SUPPLIED TEXT
Making Masks Accessible to All
When the COVID-19 pandemic hit, people rushed to find the most comfortable mask for their face shapes. But what about those for whom wearing a mask meant they couldn’t communicate or move around? For those who suffer from a host of neuromuscular conditions such as multiple sclerosis, wearing a standard mask could prohibit them from living life to the fullest.
That was an immediate concern for Adina Bradshaw, a speech language pathologist in the Assistive Technology Center at Buckhead’s Shepherd Center, a not-for-profit hospital dedicated to the treatment and rehabilitation of those with conditions such as spinal cord injuries and multiple sclerosis. Bradshaw and her colleague, biomedical engineer Erin Radcliffe, came up with three ways to quickly and easily transform traditional masks to meet the needs of those with disabilities.
The duo published three free guides that instruct family members and caregivers on how to modify masks in about 30 minutes. The designs enable patients to continue using lip reading to converse, for example. Other patients needed ways to stay protected while powering a wheelchair using sip-and-puff, a method that involves breathing through a tube.
In the sip-and-puff case, the modified masks include a straw-size hole and a grommet to close them. Bradshaw’s guides include two methods for making adjustments to both cloth and KN95 masks. When lip reading is necessary, the modified masks include a clear vinyl inlay, providing mouth visibility.
“The masks were developed out of necessity,” says Bradshaw, who has worked at Shepherd for 10 years and in the field of augmentative communication for 20. “The patients couldn’t communicate and couldn’t drive their wheelchairs without being exposed.”
Bradshaw has been passionate about helping the disabled since high school. After moving from Cleveland, Ohio, to Atlanta, she began working with children with special needs. She continued on this path throughout college and graduate school, focusing on each individual she meets, learning from them just as they learn from her.

DATA
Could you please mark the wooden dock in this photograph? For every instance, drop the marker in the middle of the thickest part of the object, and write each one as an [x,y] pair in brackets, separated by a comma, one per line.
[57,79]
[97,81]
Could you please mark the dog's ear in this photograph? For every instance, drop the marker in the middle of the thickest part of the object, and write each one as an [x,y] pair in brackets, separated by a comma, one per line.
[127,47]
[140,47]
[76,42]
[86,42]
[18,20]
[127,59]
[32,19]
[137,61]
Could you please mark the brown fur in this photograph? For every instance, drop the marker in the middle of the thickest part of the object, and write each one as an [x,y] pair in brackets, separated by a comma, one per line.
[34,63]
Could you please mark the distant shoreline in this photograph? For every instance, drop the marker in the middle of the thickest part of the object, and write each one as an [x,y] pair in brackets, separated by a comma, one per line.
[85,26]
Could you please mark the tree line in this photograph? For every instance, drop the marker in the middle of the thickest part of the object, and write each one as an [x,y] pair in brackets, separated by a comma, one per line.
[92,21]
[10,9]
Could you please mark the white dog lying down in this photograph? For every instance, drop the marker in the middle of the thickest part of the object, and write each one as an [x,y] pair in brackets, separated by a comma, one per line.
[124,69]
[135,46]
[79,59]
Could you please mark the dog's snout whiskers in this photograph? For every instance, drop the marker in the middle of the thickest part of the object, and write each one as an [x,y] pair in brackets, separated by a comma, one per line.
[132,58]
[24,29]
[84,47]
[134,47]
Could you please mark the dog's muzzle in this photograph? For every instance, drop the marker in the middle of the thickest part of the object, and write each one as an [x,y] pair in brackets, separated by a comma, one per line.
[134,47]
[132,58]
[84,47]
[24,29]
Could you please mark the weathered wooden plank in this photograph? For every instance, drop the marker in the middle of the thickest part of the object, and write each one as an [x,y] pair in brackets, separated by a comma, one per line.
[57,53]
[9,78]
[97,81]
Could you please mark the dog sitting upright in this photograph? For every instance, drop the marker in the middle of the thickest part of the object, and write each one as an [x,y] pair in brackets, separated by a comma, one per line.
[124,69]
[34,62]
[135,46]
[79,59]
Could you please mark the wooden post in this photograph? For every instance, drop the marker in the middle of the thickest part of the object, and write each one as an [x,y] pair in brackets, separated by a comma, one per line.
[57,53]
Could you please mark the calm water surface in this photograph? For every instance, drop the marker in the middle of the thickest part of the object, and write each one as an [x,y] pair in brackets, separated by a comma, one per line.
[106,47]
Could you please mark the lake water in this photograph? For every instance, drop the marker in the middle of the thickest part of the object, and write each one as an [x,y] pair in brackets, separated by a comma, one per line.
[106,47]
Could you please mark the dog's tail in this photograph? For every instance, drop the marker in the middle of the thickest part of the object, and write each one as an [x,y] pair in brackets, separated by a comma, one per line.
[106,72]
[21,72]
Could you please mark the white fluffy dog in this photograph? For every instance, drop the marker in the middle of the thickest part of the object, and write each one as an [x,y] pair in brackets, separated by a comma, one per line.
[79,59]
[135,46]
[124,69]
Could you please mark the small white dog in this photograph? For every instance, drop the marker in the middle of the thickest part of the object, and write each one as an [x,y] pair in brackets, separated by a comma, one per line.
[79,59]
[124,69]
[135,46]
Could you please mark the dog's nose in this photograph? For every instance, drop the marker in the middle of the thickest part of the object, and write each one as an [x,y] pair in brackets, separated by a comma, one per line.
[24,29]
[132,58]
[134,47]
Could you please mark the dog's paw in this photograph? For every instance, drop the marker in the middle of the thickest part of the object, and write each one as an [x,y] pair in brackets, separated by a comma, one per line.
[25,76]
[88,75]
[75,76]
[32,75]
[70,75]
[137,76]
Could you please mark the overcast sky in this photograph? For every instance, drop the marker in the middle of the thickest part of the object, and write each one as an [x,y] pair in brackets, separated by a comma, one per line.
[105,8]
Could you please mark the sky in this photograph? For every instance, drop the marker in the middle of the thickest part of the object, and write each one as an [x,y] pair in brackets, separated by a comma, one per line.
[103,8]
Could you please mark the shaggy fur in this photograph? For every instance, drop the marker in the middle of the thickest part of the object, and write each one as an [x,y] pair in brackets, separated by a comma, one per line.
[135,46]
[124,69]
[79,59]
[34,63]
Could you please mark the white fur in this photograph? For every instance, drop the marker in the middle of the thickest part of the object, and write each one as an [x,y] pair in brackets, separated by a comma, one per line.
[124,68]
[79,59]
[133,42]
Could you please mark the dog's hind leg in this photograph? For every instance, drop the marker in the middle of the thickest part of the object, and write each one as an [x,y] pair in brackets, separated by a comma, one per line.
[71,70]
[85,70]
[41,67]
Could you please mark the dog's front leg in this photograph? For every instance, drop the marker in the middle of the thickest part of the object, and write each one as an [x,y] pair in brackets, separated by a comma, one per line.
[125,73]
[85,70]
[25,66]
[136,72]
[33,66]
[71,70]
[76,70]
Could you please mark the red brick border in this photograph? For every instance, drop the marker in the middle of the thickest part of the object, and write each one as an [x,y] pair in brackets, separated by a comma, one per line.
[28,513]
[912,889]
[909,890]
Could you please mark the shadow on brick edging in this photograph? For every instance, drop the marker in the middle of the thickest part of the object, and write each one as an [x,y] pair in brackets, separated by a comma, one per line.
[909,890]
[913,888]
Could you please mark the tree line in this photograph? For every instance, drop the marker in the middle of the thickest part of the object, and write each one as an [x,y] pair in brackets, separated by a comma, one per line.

USING THE INFORMATION
1. List every change the article about accessible masks says was made to the masks.
2. According to the article about accessible masks, why were the modified masks developed?
3. Keep writing the article about accessible masks from where it ends.

OUTPUTS FOR THE TASKS
1.
- A straw-size hole
- A grommet to close the hole
- A clear vinyl inlay

2. They were made out of necessity. Patients couldn't communicate or drive their wheelchairs without being exposed.

3.
Her modified masks are “just as effective at preventing the virus” as traditional masks, Bradshaw says, as long as users are diligent about closing the grommet and washing their hands.
The guides have been shared all over the world. Volunteers even conducted a virtual make-a-thon using Bradshaw and Radcliffe’s instructions.
“It’s been an incredible response. We’re super excited about it,” Bradshaw says. “Our goal is to get people what they need in an easily accessible fashion.”
She points out that the modified masks could have uses beyond the walls of the hospital, too. Restaurants and bars could offer them so customers could keep their masks on while drinking, and teachers and therapists could benefit from masks that allow children to see their lips. Bradshaw and her husband recently modified their own masks to allow them to drink at her sister’s wedding.
“I’m a helper by nature. I like problem solving,” she says. In her work at Shepherd, Bradshaw also created and published custom boards for adults who are struggling to communicate. The boards depict common words and pictures that patients can point to, or families can hold up, to express themselves without getting frustrated.
“I’m overly passionate, sometimes obsessive, about finding solutions for individuals to continue to be independent and safe after a catastrophic injury or being diagnosed with a disease like ALS or MS,” she says. “People have the right to communicate.”